Saved entries

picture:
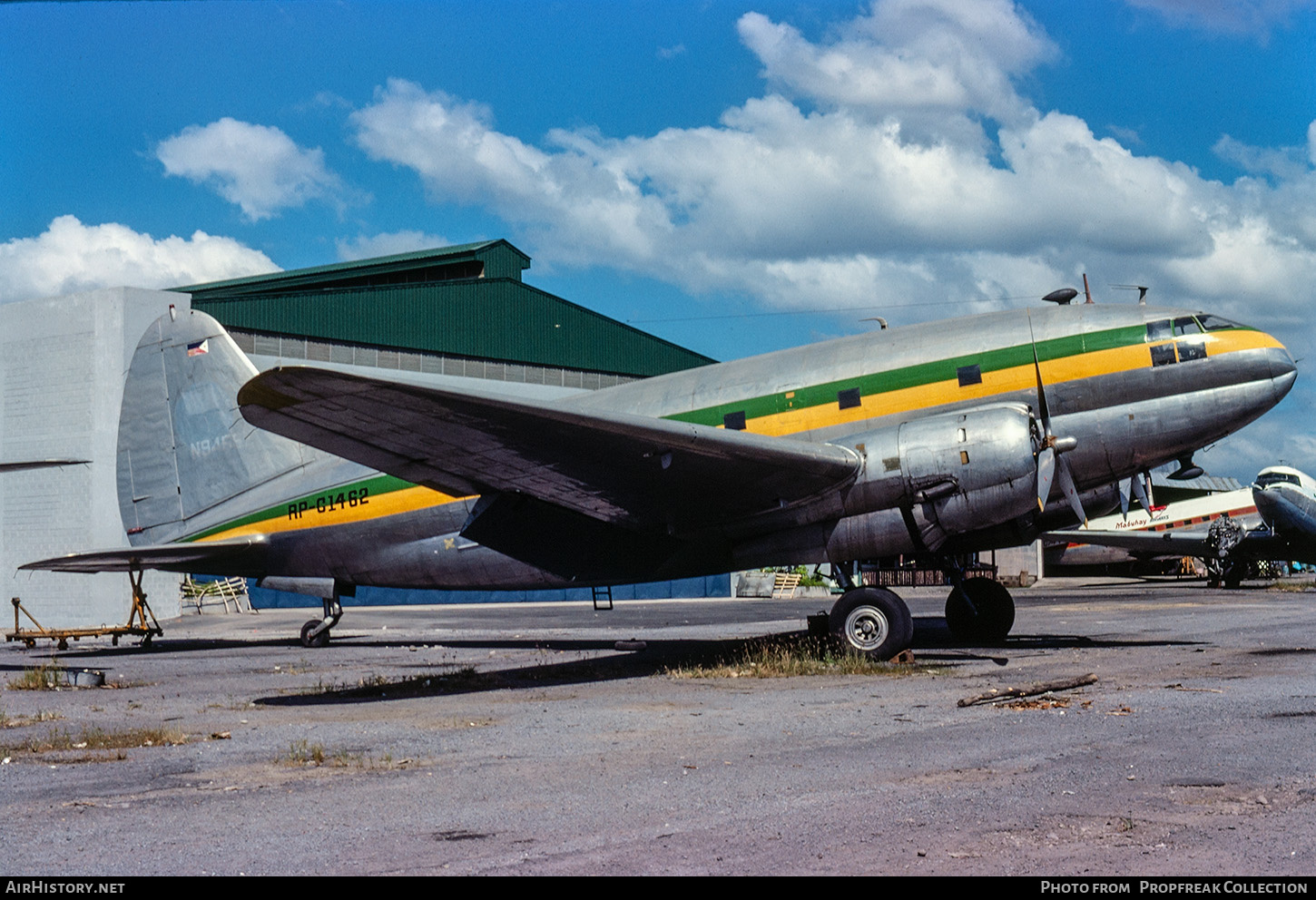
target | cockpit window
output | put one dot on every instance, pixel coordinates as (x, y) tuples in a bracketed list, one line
[(1215, 323), (1272, 478), (1161, 330)]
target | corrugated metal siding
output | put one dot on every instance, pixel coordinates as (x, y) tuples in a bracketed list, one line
[(490, 318)]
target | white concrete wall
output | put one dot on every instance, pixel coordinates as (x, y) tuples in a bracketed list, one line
[(62, 367)]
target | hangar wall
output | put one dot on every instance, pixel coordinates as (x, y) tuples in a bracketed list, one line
[(62, 367)]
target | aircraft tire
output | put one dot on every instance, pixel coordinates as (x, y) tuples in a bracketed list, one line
[(979, 611), (871, 621), (319, 640)]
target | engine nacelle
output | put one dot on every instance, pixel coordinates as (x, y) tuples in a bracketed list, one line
[(938, 476)]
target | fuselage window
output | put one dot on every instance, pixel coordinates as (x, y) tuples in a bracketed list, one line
[(848, 399), (1161, 330), (970, 376), (1163, 354), (1272, 478)]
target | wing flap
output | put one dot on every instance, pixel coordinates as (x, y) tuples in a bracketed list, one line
[(628, 470), (231, 557)]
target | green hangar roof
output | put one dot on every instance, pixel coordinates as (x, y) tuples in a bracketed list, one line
[(464, 300)]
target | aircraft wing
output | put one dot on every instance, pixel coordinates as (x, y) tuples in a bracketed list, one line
[(634, 471), (1254, 545), (204, 557)]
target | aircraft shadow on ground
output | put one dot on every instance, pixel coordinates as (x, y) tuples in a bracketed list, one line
[(933, 643)]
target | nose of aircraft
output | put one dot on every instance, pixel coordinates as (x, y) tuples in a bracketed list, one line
[(1283, 370)]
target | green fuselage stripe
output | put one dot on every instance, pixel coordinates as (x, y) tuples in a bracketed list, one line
[(918, 376), (375, 484)]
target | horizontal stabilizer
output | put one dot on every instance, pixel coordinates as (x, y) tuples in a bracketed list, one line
[(636, 471), (231, 557)]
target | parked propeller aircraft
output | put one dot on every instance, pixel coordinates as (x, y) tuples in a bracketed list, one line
[(936, 438), (1281, 507), (1187, 516)]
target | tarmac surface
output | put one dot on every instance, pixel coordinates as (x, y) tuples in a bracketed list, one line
[(517, 739)]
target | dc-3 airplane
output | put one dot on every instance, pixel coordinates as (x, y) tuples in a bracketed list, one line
[(1186, 516), (936, 438), (1280, 523)]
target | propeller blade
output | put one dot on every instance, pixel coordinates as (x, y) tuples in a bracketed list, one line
[(1141, 493), (1043, 412), (1046, 475), (1070, 490)]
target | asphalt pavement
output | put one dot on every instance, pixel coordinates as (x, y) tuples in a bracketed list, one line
[(519, 739)]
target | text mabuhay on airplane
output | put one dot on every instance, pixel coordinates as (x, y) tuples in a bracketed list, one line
[(938, 438), (1275, 523)]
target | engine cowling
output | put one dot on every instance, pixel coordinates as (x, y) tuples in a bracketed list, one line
[(932, 478)]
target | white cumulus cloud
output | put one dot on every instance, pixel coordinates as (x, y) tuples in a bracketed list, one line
[(897, 160), (258, 167), (70, 257)]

§ **HOW TO COMPLETE THIS TASK**: Going through the entries above, report how many lines contain the word "propeller", with no other text.

§ **YOUR RESPONSE**: 2